**Exercise prompt**
The reply should contain each record below, returned exactly as given.

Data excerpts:
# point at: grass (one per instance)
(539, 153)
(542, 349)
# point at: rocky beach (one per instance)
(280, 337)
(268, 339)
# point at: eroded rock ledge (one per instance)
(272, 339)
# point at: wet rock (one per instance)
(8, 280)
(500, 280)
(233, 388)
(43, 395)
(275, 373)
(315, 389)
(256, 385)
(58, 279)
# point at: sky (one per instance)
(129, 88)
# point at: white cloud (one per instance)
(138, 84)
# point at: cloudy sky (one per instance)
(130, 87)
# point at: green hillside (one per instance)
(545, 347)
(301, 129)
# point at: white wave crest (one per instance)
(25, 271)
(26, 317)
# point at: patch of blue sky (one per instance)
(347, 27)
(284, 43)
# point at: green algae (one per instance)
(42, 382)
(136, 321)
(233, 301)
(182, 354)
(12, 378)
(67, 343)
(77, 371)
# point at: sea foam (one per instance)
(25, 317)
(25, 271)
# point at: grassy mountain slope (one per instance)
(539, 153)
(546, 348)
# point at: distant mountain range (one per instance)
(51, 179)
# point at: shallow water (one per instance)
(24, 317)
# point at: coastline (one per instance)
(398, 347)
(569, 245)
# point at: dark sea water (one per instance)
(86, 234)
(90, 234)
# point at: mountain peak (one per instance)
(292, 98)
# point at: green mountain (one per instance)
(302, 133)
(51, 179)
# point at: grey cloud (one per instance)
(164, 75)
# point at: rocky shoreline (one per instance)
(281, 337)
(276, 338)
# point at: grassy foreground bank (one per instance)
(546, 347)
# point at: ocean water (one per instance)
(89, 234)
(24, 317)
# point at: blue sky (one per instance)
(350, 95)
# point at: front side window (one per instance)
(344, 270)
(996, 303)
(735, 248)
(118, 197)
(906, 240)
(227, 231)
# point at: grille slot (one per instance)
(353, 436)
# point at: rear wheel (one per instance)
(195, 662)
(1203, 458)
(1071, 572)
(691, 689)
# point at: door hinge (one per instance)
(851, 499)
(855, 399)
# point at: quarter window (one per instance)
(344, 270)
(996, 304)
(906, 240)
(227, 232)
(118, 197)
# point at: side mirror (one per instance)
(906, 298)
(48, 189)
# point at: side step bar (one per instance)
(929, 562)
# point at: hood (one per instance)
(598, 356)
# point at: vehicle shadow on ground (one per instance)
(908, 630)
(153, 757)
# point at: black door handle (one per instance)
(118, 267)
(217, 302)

**Response for this exercise**
# point at: grass (one per instance)
(539, 153)
(542, 349)
# point at: rocky beach (one per instance)
(280, 337)
(268, 339)
# point at: eroded rock ledge (one per instance)
(272, 339)
# point at: wet rock (one per instance)
(8, 280)
(500, 280)
(233, 388)
(43, 395)
(275, 373)
(315, 389)
(256, 385)
(58, 279)
# point at: sky (one per instance)
(129, 88)
# point at: white cloud (one per instance)
(138, 84)
# point at: cloudy sky (one per instance)
(130, 87)
# point at: green hillside (one per instance)
(545, 347)
(301, 129)
# point at: white wave crest (one per instance)
(25, 271)
(26, 317)
# point at: patch of blue sky (one per instance)
(347, 27)
(284, 43)
# point at: green algae (one per instance)
(42, 382)
(136, 321)
(233, 301)
(182, 354)
(12, 378)
(67, 343)
(77, 371)
# point at: sea foam (one per instance)
(25, 317)
(25, 271)
# point at: grassy mountain slope (one per instance)
(539, 153)
(546, 348)
# point at: distant mountain range (one per instance)
(51, 179)
# point at: shallow water (one per instance)
(24, 317)
# point at: coastline (one per instance)
(398, 347)
(569, 245)
# point at: dark sea water (one per instance)
(86, 234)
(90, 234)
# point at: mountain peak (one per instance)
(292, 98)
# point at: green mountain (one per instance)
(302, 133)
(51, 179)
# point at: grey cloud (one per instance)
(164, 75)
# point at: rocky shoreline (one per instance)
(281, 337)
(276, 338)
# point at: grassy foreground bank (one per instance)
(546, 347)
# point at: ocean water (one per instance)
(89, 234)
(24, 317)
# point at: blue sky (one per instance)
(350, 95)
# point at: front side window (one per instance)
(344, 270)
(996, 303)
(735, 248)
(118, 197)
(906, 240)
(227, 231)
# point at: grille slot (one per instance)
(353, 436)
# point at: rear wheel (one per instance)
(195, 662)
(1203, 458)
(1071, 572)
(691, 689)
# point at: door hinge (one per instance)
(851, 499)
(855, 399)
# point at: quarter window (one per instance)
(344, 270)
(996, 304)
(906, 240)
(227, 232)
(118, 197)
# point at: side mirror (one per instance)
(906, 298)
(48, 189)
# point at: side step bar (one per instance)
(929, 562)
# point at: hood (one per instance)
(598, 356)
# point at: vehicle shadow on ground (one per instance)
(908, 630)
(153, 757)
# point at: black door handle (one per instance)
(118, 267)
(217, 302)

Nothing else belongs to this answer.